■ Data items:
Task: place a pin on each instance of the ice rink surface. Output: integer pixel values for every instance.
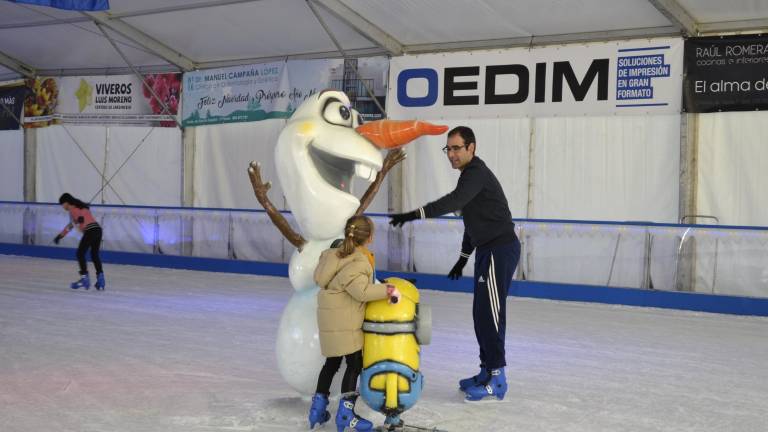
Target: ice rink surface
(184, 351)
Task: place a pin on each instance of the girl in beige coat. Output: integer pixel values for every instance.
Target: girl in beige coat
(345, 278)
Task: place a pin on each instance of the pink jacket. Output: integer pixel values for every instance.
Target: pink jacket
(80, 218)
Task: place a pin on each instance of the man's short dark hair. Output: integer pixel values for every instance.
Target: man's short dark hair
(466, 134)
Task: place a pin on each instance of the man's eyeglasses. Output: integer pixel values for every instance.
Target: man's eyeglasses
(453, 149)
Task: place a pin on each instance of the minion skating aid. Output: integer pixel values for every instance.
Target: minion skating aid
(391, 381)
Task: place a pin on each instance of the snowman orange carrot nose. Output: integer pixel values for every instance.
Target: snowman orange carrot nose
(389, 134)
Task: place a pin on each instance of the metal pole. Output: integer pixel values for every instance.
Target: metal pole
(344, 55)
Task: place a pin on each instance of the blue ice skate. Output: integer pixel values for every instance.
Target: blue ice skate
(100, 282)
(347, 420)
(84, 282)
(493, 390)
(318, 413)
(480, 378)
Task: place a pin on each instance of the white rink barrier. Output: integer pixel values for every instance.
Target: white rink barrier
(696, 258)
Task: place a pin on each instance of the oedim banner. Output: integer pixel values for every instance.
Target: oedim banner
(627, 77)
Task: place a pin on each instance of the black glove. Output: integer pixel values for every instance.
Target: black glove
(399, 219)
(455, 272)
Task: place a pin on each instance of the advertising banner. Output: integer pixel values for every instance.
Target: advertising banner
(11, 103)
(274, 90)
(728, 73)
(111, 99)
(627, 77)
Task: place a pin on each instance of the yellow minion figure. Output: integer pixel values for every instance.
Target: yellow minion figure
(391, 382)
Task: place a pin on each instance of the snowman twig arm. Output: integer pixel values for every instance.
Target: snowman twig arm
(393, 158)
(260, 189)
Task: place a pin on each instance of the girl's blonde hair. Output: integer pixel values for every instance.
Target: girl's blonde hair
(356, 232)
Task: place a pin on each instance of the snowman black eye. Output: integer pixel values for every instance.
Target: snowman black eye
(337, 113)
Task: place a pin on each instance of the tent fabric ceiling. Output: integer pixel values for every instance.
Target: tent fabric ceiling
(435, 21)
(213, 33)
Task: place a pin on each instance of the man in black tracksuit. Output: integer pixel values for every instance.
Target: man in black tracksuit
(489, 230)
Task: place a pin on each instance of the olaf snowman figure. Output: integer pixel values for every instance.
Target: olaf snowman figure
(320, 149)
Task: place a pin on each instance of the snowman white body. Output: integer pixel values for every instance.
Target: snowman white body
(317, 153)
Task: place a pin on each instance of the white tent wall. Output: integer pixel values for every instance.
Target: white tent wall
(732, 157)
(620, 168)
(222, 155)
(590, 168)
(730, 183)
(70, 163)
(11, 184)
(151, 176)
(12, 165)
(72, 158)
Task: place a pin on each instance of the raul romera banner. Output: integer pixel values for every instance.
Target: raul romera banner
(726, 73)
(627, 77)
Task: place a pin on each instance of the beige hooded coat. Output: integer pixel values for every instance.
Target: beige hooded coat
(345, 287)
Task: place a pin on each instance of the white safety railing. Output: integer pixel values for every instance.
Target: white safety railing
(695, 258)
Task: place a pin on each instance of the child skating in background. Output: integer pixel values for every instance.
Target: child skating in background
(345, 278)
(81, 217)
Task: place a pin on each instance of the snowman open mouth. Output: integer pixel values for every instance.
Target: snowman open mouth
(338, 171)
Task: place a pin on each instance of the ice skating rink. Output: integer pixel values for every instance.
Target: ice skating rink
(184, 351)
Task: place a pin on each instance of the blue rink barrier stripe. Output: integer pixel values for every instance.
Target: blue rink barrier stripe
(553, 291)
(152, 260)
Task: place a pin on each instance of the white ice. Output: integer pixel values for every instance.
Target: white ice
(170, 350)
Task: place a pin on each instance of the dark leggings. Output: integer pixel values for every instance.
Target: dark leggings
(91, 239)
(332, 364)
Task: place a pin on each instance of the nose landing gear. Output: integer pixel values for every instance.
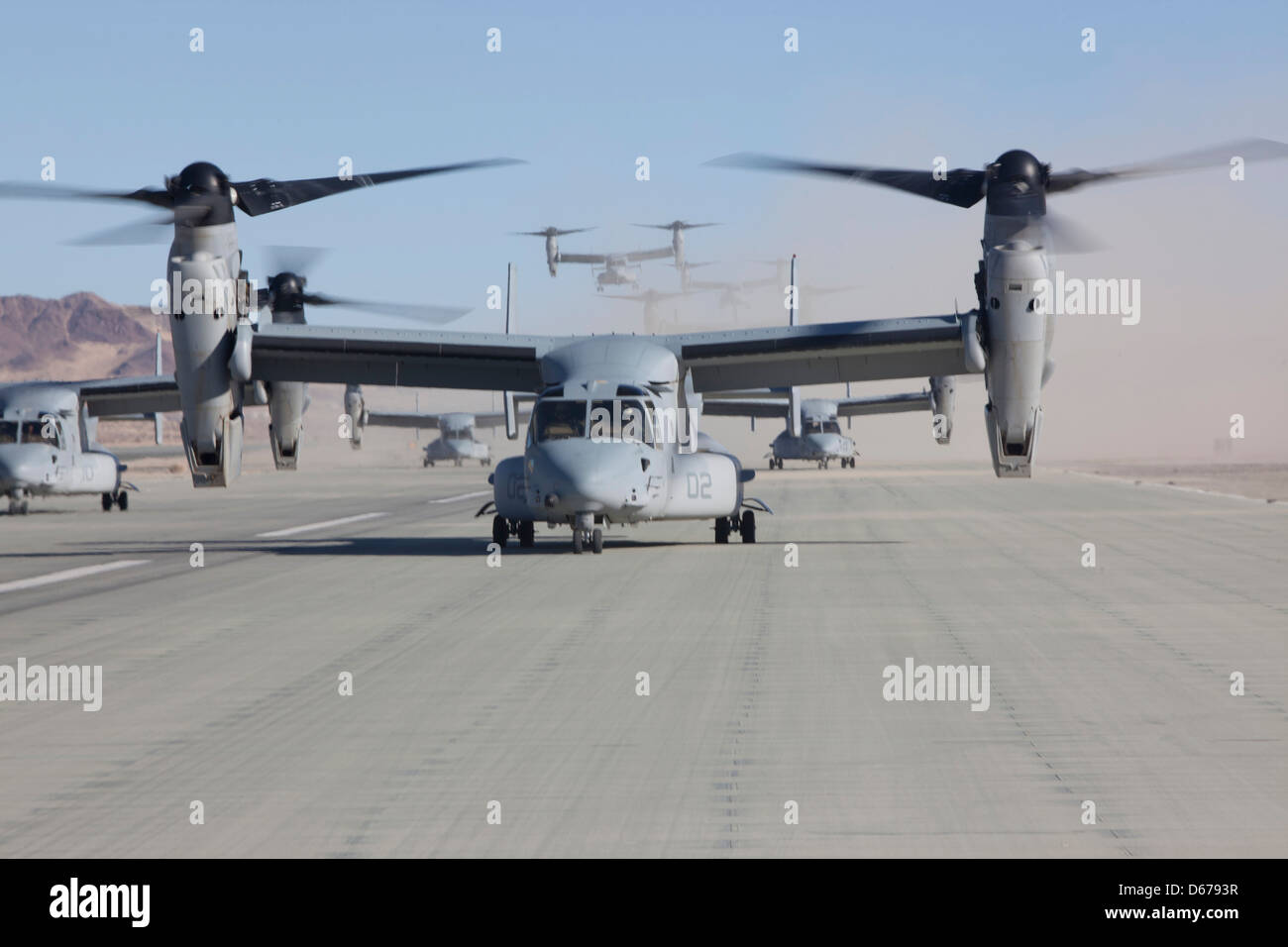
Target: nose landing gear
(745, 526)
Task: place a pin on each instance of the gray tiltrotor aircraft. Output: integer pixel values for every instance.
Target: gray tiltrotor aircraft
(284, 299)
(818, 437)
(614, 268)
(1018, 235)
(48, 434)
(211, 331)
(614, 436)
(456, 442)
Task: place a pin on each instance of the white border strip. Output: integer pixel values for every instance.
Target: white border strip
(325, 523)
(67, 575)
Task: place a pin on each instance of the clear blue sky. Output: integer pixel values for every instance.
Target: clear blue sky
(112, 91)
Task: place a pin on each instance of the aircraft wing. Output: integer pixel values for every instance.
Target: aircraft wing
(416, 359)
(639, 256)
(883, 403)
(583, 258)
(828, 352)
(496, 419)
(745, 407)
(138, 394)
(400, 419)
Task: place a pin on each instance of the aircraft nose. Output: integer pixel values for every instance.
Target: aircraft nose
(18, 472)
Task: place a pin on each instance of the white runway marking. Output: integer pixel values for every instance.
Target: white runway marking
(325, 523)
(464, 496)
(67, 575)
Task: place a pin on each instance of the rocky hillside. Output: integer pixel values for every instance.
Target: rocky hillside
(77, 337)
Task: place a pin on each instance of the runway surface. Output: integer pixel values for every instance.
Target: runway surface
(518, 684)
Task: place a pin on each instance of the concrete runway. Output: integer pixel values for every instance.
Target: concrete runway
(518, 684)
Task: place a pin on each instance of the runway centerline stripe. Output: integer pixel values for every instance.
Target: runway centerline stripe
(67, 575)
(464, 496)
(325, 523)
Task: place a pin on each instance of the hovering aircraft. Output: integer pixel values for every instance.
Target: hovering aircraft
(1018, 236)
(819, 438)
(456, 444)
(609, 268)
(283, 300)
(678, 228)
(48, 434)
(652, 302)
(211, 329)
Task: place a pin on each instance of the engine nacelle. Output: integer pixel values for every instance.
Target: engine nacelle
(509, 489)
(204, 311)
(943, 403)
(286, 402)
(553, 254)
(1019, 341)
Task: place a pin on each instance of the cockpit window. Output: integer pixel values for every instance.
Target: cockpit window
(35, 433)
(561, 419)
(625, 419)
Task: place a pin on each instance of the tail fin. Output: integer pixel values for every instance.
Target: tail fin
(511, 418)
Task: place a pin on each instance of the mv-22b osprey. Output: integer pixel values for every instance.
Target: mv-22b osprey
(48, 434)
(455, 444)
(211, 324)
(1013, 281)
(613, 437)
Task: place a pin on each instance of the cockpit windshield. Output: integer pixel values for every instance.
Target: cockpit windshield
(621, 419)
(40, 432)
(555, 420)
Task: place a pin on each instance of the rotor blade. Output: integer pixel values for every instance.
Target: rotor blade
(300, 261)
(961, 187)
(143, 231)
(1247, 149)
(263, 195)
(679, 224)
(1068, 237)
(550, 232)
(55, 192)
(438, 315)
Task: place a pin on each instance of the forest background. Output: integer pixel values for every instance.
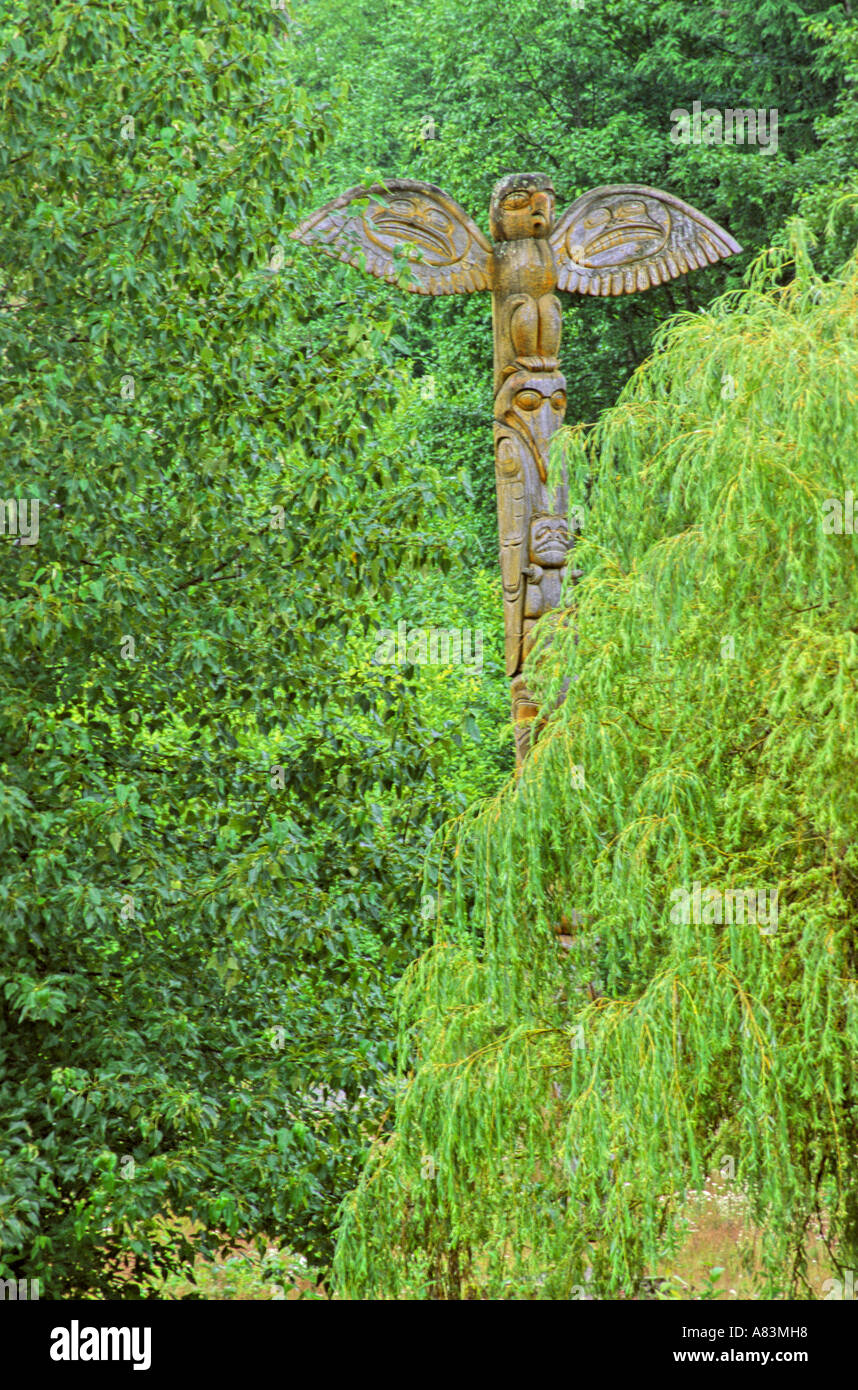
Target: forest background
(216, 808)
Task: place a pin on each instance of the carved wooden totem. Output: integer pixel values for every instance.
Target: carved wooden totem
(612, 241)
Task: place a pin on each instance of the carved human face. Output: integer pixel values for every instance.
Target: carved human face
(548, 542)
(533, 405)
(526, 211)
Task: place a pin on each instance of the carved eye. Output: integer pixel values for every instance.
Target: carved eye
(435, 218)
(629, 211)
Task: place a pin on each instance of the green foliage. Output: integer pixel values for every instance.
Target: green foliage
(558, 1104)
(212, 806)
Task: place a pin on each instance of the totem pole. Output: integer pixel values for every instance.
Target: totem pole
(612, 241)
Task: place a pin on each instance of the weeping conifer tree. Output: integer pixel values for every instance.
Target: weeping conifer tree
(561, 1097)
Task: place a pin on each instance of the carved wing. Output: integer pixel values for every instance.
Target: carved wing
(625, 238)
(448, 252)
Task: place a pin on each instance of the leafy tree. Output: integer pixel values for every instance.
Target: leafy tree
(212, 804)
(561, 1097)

■ Objective:
Copy the lines starting at the line that contains "Task: place a pin on each instance of the rotor" and running to the final line of the entries, inclusive; omit all pictures.

■ Output for this task:
Task: place a pin on each instance of the rotor blade. Output: integer pixel values for every instance.
Target: rotor blade
(300, 261)
(961, 187)
(143, 231)
(1247, 149)
(263, 195)
(679, 224)
(1068, 237)
(550, 232)
(55, 192)
(438, 315)
Task: place a pin on each instance of the forest background. Output: integer pixel values for every instance.
Target: forest background
(216, 808)
Task: place a pin on each instance of the carved wooden totem. Output: integer pixel values for every instance.
Target: carved wooden totem
(612, 241)
Task: place a pin on each instance of the carved human face. Output: integer pixel values for every instance.
Target: carved human face
(548, 542)
(533, 405)
(526, 211)
Task: place a pin on each instance of the carved eye. Output: integer pixel values for every instance.
Target: carved eye
(435, 218)
(629, 211)
Task: place a pin on each instance of the green foliage. Output: integer pixel values for every instance.
Target: green foliage
(558, 1104)
(212, 806)
Task: place a pin on each instance of the totem pole. Output: integer pixel values for every instance.
Target: totem pole
(612, 241)
Task: place a pin on each instance of the weeping conifer tree. Output: integer pixel values for every instance.
Target: weeping conifer tree
(561, 1097)
Task: place a pin on each instance of the carved wing. Output: integer pixel values for every instance.
Target: carved wing
(625, 238)
(448, 252)
Task: place a pin on each instance of the leafy tree. Output: integer pixel values for every instance.
Target: leafy tree
(212, 804)
(561, 1097)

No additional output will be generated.